[Labeled-object pointing rows]
%%

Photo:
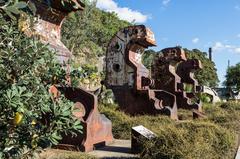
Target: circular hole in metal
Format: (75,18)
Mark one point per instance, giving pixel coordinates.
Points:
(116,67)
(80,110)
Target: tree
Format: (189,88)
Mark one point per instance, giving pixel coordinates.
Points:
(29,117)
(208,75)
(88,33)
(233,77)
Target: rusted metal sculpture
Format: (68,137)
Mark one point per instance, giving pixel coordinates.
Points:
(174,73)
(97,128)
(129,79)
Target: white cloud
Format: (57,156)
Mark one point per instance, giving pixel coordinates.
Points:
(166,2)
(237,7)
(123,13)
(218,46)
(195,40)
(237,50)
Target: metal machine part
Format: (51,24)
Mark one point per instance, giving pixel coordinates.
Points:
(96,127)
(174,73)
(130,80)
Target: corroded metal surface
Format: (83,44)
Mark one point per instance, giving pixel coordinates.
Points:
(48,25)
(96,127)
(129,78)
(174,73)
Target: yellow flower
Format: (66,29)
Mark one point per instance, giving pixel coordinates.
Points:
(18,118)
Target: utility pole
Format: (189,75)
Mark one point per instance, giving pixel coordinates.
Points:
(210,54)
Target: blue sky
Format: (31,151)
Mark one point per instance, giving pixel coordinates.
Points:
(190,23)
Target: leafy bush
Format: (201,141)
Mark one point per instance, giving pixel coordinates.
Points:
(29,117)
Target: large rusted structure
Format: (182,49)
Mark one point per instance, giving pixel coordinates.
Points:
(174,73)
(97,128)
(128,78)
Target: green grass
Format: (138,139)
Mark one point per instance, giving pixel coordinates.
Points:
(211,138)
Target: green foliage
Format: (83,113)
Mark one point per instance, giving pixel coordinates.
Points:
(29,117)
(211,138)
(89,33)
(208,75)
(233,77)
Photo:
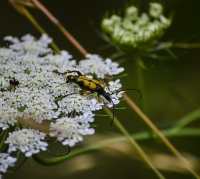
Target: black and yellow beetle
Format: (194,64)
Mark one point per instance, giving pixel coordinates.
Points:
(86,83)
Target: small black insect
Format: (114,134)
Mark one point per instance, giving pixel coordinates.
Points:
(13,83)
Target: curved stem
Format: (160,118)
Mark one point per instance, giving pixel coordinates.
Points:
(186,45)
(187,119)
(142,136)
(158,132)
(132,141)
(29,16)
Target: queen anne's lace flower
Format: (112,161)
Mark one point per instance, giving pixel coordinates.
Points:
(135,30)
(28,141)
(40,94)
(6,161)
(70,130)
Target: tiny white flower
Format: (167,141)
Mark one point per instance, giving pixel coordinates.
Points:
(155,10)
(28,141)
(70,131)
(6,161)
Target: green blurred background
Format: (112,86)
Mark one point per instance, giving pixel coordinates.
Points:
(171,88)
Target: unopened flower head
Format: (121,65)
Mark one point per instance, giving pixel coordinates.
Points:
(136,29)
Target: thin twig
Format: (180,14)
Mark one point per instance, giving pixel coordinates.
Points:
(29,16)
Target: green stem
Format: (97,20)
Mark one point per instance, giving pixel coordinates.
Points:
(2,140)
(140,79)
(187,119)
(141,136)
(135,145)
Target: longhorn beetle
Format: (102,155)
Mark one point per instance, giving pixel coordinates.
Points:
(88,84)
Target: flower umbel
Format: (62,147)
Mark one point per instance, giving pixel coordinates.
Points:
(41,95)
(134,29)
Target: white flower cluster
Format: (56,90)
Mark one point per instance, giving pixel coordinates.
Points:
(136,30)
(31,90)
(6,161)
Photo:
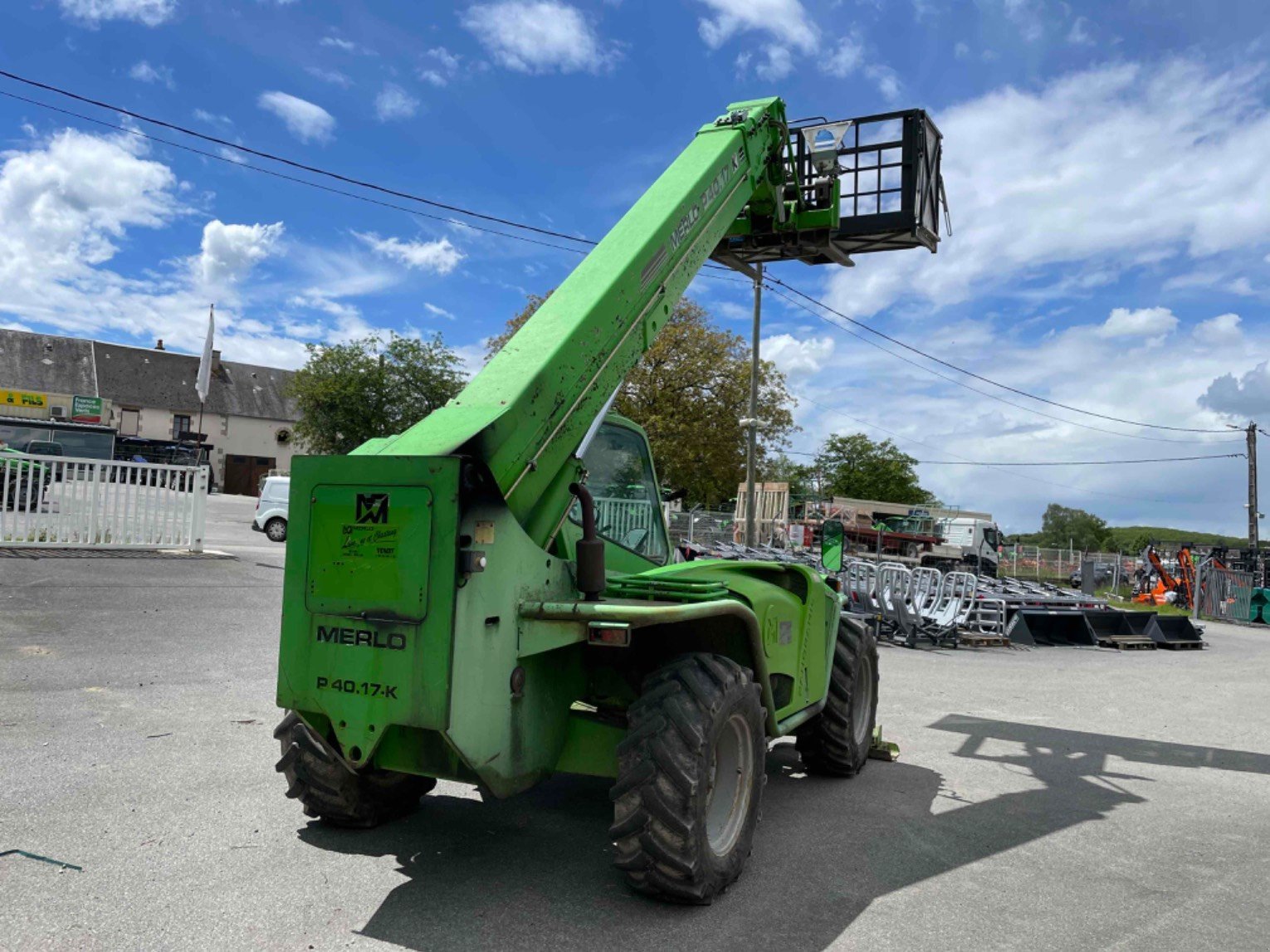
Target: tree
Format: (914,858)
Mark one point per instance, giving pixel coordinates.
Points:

%%

SHORT TASK -
Convert every line of the rows above into a Markdown table with the columns "No." and "Line", numbering each line and omitting blank ones. Leave the pictures out of the table.

SOLUTION FOR THIS PROBLEM -
| No. | Line |
|---|---|
| 1 | Photo: |
| 2 | Target: circular hole in metal |
| 3 | Format: (75,18) |
| 4 | Mark one point per instance, giving pixel coordinates. |
| 5 | Points: |
| 6 | (116,67) |
| 7 | (80,110) |
| 8 | Target: tree |
| 9 | Format: (189,88) |
| 10 | Mark one point per instance, giving pixel coordinates. |
| 11 | Points: |
| 12 | (29,117) |
| 13 | (208,75) |
| 14 | (88,33) |
| 15 | (233,77) |
| 16 | Target: rusted metal sculpture |
| 17 | Format: (68,137) |
| 18 | Mark one point per instance, giving pixel coordinates. |
| 19 | Points: |
| 20 | (174,73) |
| 21 | (97,128) |
| 22 | (129,79) |
| 23 | Target: white cloud |
| 24 | Format: (57,156) |
| 25 | Mark one point per instance, giving pixel coordinates. |
| 26 | Points: |
| 27 | (166,2) |
| 28 | (237,7) |
| 29 | (123,13) |
| 30 | (218,46) |
| 31 | (195,40) |
| 32 | (237,50) |
| 33 | Target: metal machine part |
| 34 | Format: (51,24) |
| 35 | Mark one point per instance, giving pixel coordinates. |
| 36 | Points: |
| 37 | (96,127) |
| 38 | (174,73) |
| 39 | (130,80) |
| 40 | Target: corroded metal surface |
| 41 | Format: (83,44) |
| 42 | Mark one point per instance, giving pixel coordinates. |
| 43 | Points: |
| 44 | (48,25) |
| 45 | (96,127) |
| 46 | (129,78) |
| 47 | (174,73) |
| 48 | Target: yellow flower |
| 49 | Format: (66,29) |
| 50 | Mark one point per instance, giving pixel coordinates. |
| 51 | Points: |
| 52 | (18,118) |
| 53 | Target: utility pole |
| 54 | Format: (189,75) |
| 55 | Mark one point per instance, giving pixel coordinates. |
| 56 | Points: |
| 57 | (210,54) |
| 58 | Target: blue sky |
| 59 | Format: (31,151) |
| 60 | Mark one point per instance, giving pixel coordinates. |
| 61 | Points: |
| 62 | (190,23) |
| 63 | Target: leafy bush |
| 64 | Format: (201,141) |
| 65 | Mark one point per instance, giving pixel coordinates. |
| 66 | Points: |
| 67 | (29,117) |
| 68 | Target: large rusted structure |
| 69 | Format: (182,49) |
| 70 | Mark one point per instance, giving pixel coordinates. |
| 71 | Points: |
| 72 | (174,73) |
| 73 | (97,128) |
| 74 | (128,78) |
| 75 | Target: green grass |
| 76 | Format: (138,139) |
| 77 | Mark one point per instance, giving pixel coordinates. |
| 78 | Points: |
| 79 | (211,138) |
| 80 | Target: green foliage |
| 81 | Format: (83,113) |
| 82 | Mark one point per instance, giving pixel coordinates. |
| 83 | Points: |
| 84 | (29,117) |
| 85 | (211,138) |
| 86 | (89,33) |
| 87 | (208,75) |
| 88 | (233,77) |
| 89 | Photo: |
| 90 | Target: black and yellow beetle |
| 91 | Format: (194,64) |
| 92 | Mark one point per instance, giving pixel coordinates. |
| 93 | Points: |
| 94 | (86,83) |
| 95 | Target: small black insect |
| 96 | Format: (114,134) |
| 97 | Mark one point per instance, giving pixel coordinates. |
| 98 | Points: |
| 99 | (13,83) |
| 100 | Target: curved stem |
| 101 | Format: (160,118) |
| 102 | Mark one point per instance, giving pixel coordinates. |
| 103 | Points: |
| 104 | (186,45) |
| 105 | (187,119) |
| 106 | (142,136) |
| 107 | (158,132) |
| 108 | (132,141) |
| 109 | (29,16) |
| 110 | Target: queen anne's lace flower |
| 111 | Format: (112,161) |
| 112 | Mark one point per instance, giving pixel coordinates. |
| 113 | Points: |
| 114 | (135,30) |
| 115 | (28,141) |
| 116 | (40,94) |
| 117 | (6,161) |
| 118 | (70,130) |
| 119 | Target: tiny white flower |
| 120 | Format: (167,141) |
| 121 | Mark one point per instance, giving pixel coordinates. |
| 122 | Points: |
| 123 | (155,10) |
| 124 | (28,141) |
| 125 | (70,131) |
| 126 | (6,161) |
| 127 | Target: green blurred background |
| 128 | Format: (112,86) |
| 129 | Mark one point per instance, giving pixel coordinates. |
| 130 | Points: |
| 131 | (171,88) |
| 132 | Target: unopened flower head |
| 133 | Format: (121,65) |
| 134 | Mark one point per instance, giving pixel coordinates. |
| 135 | Points: |
| 136 | (136,29) |
| 137 | Target: thin twig |
| 138 | Format: (180,14) |
| 139 | Mark one point per instance, giving pixel coordinates. |
| 140 | Points: |
| 141 | (29,16) |
| 142 | Target: green stem |
| 143 | Format: (97,20) |
| 144 | Mark one point per instance, giving pixel coordinates. |
| 145 | Points: |
| 146 | (2,140) |
| 147 | (140,79) |
| 148 | (187,119) |
| 149 | (141,136) |
| 150 | (135,145) |
| 151 | Target: longhorn beetle |
| 152 | Format: (102,155) |
| 153 | Mark one point per instance, giving pixel coordinates. |
| 154 | Points: |
| 155 | (88,84) |
| 156 | Target: flower umbel |
| 157 | Format: (62,147) |
| 158 | Mark one point per instance, giving pixel coordinates. |
| 159 | Points: |
| 160 | (41,95) |
| 161 | (134,29) |
| 162 | Target: white flower cluster |
| 163 | Format: (56,90) |
| 164 | Mark one point per instance, giving pixel coordinates. |
| 165 | Points: |
| 166 | (136,30) |
| 167 | (31,90) |
| 168 | (6,161) |
| 169 | Photo: |
| 170 | Target: tree |
| 171 | Format: (914,858) |
| 172 | Mark one point per instance, giving pixel coordinates. |
| 173 | Points: |